Copy the passage of the interview on the DNMT3A R882 mutation in AML between "Yes. DNMT3A, first" and "response to chemotherapy.", inclusive, and replace "amino acid" with "residue" throughout.

## Source document
::::::::::
EHA 2015
Chemoresistance and residual disease promoted by DNMT3A R882 in AML
Dr Olga Guryanova - Memorial Sloan Kettering Cancer Center, New York, USA
You’re looking at a mutation, a very special mutation, that apparently impacts whether a patient with acute myeloid leukaemia will actually become resistant to chemotherapy. Very interesting. What put you on to this and why was this a big issue?
Initially this mutation was identified a couple of years ago and it also came up in a large clinical trial that was run by the ECOG, it’s a big Eastern Co-operative Oncology Group in the United States and the clinical trial was called E1900. It’s a clinical trial that evaluated response to two different doses of standard chemotherapy in a large cohort of AML patients, 398 patients. The clinical trial was actually the first positive clinical trial in AML in a really, really long time that evaluated the responses of patients to standard dose which is 45mg/m2 and the double dose, the 90mg/m2 of daunorubicin. The clinical trial also tried to correlate the response to chemotherapy to any mutational data.
Because in fact patients do very well, they respond very well to chemotherapy but then they fail.
Yes. So initially the vast majority of patients do respond to chemotherapy, however, in a lot of patients what we see happens is a very small number of leukaemic cells still persist despite chemotherapy, so they’re able to survive the chemo. They persist and then later on it’s believed that these persisting cells give rise to the relapse. So here, as a follow-up to the initial clinical trial we wanted to look if presence of certain mutations would correlate with this minimal residual disease because now we know that the presence of minimal residual disease actually predicts the relapse and it predicts adverse outcome.
That there is, in fact, capacity for the disease to rebound. But could you tell me about this mutation, DNMT3A R882?
Yes. DNMT3A, first of all it’s one of the genes that is recurrently mutated in AML. In fact it’s the third most commonly mutated gene in AML so it must be pretty important. It is mutated in roughly 30% of patients. However, the interesting thing is that the mutation, this particular mutation, is present in… it hits a very particular amino acid. It’s a point mutation and it’s present… half of all DNMT3A mutations are this particular amino acid. So there must be something very specific going on and that’s why we were so interested because, first, it’s a very common mutation but also it, according to clinical data, correlates with bad prognosis and it correlates with adverse response to chemotherapy.
Now, I hear that this mutation makes very good stem cells.
Yes, actually recent data that was first reported at ASH last year, three different groups found this mutation in elderly individuals without any haematological malignancies but in elderly people with so-called clonal hematopoiesis. It means that with age the function of many stem cells decreases, however, it looks like the presence of this mutation actually makes very good stem cells that persist and out-compete normal cells.
So it seems actually, then, that this is potentially a very good mutation to have but it can be very bad if you have AML.
::::::::::
Stored items:
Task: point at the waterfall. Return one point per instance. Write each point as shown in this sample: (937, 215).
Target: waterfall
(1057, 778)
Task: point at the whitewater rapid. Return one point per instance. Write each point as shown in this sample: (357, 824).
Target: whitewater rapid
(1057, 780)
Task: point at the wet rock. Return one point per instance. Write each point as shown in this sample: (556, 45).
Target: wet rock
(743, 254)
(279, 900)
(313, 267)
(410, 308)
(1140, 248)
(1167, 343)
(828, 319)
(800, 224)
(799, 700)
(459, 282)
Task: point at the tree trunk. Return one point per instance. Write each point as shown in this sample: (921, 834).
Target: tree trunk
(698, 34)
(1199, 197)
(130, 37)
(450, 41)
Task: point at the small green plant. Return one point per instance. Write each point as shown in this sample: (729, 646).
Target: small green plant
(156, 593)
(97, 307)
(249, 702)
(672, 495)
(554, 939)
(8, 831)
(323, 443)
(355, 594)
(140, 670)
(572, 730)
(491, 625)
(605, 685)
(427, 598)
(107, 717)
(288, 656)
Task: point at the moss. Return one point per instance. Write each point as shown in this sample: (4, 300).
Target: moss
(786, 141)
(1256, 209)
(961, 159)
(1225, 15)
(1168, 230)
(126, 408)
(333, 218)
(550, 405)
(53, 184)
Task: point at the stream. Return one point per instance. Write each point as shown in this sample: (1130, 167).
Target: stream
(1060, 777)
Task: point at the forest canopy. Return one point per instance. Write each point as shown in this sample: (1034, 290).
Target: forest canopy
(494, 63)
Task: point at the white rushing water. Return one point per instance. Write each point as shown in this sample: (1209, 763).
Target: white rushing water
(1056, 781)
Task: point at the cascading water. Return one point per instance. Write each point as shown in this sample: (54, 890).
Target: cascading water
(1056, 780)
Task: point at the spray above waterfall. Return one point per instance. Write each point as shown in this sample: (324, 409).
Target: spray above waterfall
::::::::::
## Task result
Yes. DNMT3A, first of all it’s one of the genes that is recurrently mutated in AML. In fact it’s the third most commonly mutated gene in AML so it must be pretty important. It is mutated in roughly 30% of patients. However, the interesting thing is that the mutation, this particular mutation, is present in… it hits a very particular residue. It’s a point mutation and it’s present… half of all DNMT3A mutations are this particular residue. So there must be something very specific going on and that’s why we were so interested because, first, it’s a very common mutation but also it, according to clinical data, correlates with bad prognosis and it correlates with adverse response to chemotherapy.